Your task => Copy exactly the line containing "Target: child's bare arm" and each line after it to the end of the listing, and output nothing else.
++++ Data under study ++++
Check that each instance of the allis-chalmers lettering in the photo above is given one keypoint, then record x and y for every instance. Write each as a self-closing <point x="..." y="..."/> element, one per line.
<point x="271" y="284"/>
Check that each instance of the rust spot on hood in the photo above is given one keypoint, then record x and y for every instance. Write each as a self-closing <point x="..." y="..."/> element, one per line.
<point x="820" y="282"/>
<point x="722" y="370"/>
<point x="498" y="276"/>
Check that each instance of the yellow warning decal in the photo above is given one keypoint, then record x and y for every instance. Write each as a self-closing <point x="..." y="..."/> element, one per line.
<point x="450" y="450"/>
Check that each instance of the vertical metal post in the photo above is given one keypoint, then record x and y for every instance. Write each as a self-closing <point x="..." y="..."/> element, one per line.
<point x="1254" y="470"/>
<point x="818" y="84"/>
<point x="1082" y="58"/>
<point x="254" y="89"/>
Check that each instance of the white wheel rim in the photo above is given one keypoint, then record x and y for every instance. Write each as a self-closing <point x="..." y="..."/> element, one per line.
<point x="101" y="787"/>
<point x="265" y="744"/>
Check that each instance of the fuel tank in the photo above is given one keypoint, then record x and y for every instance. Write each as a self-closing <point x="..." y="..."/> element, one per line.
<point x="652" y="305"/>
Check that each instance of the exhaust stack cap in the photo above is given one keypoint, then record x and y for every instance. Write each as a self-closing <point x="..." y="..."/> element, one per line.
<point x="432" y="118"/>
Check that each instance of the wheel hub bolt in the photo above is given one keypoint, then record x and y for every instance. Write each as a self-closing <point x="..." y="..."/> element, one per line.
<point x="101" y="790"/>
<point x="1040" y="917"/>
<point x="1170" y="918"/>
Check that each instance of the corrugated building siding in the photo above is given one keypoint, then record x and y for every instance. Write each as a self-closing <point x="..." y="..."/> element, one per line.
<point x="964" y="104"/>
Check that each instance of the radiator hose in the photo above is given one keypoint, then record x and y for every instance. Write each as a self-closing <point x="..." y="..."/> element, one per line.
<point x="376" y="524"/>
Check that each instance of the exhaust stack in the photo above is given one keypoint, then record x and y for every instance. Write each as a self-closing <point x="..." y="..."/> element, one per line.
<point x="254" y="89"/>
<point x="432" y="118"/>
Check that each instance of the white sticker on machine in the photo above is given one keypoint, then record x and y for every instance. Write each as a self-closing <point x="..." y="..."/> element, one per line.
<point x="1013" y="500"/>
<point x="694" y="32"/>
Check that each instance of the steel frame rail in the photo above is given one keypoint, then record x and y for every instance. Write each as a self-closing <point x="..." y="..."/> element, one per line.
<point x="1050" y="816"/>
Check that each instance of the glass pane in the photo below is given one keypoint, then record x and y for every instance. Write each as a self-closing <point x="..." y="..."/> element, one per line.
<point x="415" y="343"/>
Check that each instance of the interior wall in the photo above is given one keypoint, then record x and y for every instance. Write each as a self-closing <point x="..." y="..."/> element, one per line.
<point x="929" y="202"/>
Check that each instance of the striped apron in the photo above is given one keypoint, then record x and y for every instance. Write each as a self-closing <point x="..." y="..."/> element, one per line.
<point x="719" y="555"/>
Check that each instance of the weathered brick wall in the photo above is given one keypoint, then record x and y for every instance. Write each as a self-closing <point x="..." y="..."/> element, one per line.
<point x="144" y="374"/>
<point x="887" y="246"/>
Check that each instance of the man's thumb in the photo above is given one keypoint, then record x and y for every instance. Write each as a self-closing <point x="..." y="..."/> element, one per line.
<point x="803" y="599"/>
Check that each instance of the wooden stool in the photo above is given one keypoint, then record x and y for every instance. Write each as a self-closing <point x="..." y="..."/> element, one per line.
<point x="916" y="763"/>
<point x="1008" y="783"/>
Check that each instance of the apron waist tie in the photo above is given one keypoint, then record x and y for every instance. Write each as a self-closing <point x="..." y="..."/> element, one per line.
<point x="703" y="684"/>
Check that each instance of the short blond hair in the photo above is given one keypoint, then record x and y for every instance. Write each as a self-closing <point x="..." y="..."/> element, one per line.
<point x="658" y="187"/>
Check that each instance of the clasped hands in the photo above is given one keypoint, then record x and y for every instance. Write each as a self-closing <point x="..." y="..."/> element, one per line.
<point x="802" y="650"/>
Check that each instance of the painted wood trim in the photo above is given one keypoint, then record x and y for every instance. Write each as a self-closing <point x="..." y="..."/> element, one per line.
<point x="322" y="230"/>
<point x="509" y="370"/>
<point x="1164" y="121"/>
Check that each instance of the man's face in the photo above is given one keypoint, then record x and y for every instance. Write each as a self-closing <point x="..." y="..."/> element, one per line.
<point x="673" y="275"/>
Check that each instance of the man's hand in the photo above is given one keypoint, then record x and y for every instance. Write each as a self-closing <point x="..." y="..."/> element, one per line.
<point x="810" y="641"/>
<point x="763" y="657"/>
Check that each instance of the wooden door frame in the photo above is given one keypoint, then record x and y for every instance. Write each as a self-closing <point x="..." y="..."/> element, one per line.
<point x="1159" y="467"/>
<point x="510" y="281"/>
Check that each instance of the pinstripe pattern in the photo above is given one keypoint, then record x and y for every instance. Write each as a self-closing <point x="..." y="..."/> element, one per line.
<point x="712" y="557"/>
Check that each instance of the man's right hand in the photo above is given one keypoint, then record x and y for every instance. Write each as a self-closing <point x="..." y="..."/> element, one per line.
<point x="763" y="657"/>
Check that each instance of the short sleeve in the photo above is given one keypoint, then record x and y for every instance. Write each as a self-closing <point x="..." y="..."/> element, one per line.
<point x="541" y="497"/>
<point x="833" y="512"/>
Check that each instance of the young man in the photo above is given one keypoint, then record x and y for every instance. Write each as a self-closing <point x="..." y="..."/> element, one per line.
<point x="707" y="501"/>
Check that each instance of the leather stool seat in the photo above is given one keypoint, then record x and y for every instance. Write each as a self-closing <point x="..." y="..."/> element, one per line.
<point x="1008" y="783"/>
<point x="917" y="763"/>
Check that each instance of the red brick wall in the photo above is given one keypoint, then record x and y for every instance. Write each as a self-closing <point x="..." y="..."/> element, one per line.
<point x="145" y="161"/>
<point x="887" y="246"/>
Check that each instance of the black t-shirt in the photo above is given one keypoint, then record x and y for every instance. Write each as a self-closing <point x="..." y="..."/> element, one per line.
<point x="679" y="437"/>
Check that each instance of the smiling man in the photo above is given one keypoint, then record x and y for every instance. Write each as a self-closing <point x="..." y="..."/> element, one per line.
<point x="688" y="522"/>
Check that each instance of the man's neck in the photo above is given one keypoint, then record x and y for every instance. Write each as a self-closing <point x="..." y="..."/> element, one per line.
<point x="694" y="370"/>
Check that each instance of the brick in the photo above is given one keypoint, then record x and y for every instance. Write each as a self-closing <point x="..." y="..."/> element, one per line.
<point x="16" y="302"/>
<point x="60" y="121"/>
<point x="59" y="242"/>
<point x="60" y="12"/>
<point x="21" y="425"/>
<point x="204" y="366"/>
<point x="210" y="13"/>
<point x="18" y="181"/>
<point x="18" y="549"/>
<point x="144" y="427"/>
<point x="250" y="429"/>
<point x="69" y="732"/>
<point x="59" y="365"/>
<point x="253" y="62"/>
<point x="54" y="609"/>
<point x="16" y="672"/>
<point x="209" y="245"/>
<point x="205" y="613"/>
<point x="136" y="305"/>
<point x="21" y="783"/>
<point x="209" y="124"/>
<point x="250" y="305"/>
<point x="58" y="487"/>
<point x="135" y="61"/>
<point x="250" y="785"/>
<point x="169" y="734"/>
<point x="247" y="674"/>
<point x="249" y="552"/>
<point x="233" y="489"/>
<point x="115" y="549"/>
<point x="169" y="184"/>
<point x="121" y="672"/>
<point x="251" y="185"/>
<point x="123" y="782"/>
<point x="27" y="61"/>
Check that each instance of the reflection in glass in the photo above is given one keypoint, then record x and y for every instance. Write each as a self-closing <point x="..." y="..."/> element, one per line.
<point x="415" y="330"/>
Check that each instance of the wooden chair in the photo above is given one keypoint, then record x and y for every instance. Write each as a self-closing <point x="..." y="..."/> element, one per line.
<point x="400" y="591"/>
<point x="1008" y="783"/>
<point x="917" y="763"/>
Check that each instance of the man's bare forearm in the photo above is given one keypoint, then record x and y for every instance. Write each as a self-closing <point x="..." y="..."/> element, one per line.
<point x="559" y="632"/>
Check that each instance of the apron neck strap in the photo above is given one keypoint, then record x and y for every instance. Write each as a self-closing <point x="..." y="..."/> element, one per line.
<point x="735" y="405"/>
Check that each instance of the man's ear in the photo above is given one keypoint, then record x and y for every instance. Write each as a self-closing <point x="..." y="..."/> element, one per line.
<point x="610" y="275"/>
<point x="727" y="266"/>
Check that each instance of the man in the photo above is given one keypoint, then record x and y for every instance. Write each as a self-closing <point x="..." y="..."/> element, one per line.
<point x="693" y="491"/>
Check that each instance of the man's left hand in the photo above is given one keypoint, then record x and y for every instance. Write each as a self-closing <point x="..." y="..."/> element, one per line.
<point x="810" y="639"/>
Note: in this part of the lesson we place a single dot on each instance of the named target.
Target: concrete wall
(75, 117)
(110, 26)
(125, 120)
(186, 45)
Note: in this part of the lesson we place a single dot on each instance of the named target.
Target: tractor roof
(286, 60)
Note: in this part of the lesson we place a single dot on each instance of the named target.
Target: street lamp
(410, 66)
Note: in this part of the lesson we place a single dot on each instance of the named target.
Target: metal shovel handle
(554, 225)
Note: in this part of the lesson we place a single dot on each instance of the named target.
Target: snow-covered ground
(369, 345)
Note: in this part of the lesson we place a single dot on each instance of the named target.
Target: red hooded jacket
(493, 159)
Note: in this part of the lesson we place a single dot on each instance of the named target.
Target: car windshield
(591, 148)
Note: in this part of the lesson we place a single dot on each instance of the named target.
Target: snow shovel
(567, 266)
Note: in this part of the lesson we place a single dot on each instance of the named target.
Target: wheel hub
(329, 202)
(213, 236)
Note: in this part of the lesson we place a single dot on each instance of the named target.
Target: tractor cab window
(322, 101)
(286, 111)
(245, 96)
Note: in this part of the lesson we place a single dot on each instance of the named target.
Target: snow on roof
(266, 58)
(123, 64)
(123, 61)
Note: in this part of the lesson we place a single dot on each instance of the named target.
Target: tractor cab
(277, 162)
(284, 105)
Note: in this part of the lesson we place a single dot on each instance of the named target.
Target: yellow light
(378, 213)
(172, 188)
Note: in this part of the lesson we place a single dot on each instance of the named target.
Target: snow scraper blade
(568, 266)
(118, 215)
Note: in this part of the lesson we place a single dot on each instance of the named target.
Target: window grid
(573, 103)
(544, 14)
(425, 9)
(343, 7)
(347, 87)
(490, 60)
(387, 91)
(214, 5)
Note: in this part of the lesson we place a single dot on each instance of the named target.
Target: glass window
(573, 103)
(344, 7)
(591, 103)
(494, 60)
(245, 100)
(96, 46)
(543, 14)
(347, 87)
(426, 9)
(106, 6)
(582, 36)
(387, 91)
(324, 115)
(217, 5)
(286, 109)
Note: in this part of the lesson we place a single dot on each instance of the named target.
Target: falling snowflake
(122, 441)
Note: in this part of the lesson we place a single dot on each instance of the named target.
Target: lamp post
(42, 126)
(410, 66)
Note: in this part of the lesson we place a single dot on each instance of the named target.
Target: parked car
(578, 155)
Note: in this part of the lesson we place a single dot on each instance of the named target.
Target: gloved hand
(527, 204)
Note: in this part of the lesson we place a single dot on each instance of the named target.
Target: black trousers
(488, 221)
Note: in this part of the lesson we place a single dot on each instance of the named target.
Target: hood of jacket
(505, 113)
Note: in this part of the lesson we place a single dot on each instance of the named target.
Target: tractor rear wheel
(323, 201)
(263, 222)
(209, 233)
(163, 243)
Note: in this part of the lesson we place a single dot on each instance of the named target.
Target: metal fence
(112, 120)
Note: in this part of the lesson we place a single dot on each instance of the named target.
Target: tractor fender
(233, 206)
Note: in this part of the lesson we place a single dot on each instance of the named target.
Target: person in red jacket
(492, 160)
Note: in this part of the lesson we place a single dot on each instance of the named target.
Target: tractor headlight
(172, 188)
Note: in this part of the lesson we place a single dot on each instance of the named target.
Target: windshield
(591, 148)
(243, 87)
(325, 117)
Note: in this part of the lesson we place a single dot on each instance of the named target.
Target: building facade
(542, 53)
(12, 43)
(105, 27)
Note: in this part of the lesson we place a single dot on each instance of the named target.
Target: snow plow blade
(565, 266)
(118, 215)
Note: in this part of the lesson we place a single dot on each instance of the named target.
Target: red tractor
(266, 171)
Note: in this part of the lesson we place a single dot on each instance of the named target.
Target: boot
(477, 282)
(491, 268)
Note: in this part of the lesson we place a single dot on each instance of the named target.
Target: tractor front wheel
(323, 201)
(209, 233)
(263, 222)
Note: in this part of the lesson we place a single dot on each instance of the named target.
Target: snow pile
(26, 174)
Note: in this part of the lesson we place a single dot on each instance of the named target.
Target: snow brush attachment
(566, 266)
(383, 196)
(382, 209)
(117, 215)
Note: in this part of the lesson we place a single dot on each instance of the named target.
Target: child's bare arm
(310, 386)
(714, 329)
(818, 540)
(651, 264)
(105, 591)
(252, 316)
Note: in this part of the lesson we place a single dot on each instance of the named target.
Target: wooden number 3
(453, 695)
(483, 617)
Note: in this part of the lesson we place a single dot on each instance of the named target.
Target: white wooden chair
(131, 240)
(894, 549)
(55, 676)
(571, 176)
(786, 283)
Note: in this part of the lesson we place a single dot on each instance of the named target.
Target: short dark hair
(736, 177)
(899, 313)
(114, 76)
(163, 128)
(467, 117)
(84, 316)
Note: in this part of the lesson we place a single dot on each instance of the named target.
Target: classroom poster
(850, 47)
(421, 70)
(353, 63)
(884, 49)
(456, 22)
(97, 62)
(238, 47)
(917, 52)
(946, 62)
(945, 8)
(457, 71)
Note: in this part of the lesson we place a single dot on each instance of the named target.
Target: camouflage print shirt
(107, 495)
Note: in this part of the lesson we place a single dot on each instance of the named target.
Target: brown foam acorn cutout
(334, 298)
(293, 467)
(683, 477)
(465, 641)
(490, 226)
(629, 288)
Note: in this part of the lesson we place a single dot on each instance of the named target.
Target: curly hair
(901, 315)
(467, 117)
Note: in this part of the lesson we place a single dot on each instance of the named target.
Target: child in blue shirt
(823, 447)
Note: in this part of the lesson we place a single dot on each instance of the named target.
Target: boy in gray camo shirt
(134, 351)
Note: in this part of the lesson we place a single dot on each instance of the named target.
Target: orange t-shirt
++++
Written solution =>
Target: child's bare arm
(310, 386)
(714, 329)
(818, 540)
(651, 264)
(105, 591)
(252, 316)
Note: in this part of the lesson we place a single dot on each instance of the named target.
Target: wooden number 3
(453, 695)
(483, 617)
Note: in this part of the lesson we place a single dot on each instance of the named target.
Target: white wooden chair
(131, 240)
(894, 549)
(55, 676)
(571, 176)
(786, 283)
Note: in this part of the lesson we place a single dot on each instance of the named target.
Target: short dark hair
(736, 177)
(899, 313)
(114, 76)
(163, 128)
(467, 117)
(84, 316)
Note: in this part of the lesson we place a single dot on each instance of the named target.
Target: classroom poster
(850, 47)
(421, 70)
(353, 63)
(884, 49)
(456, 22)
(97, 62)
(238, 47)
(917, 52)
(946, 62)
(945, 8)
(457, 71)
Note: in this part of the lesson we place a single dot on each instance of the named target.
Target: camouflage print shirt
(107, 495)
Note: in this part of the lesson we place a single dot on each instance of the named target.
Target: brown foam acorn cutout
(334, 298)
(293, 467)
(683, 477)
(465, 641)
(490, 226)
(629, 288)
Note: in this part of the lesson we place a single dot on each instance of the named target.
Target: curly hair
(901, 315)
(467, 117)
Note: in this part of the lesson we place a single dot on each instance of the named target.
Target: child in blue shirt
(823, 447)
Note: in this part of the lesson we place a single dot on each instance of the named target.
Target: boy in gray camo shirt
(134, 351)
Note: in this part of the lesson we place a single dot on each instance of the named target.
Target: orange t-shirt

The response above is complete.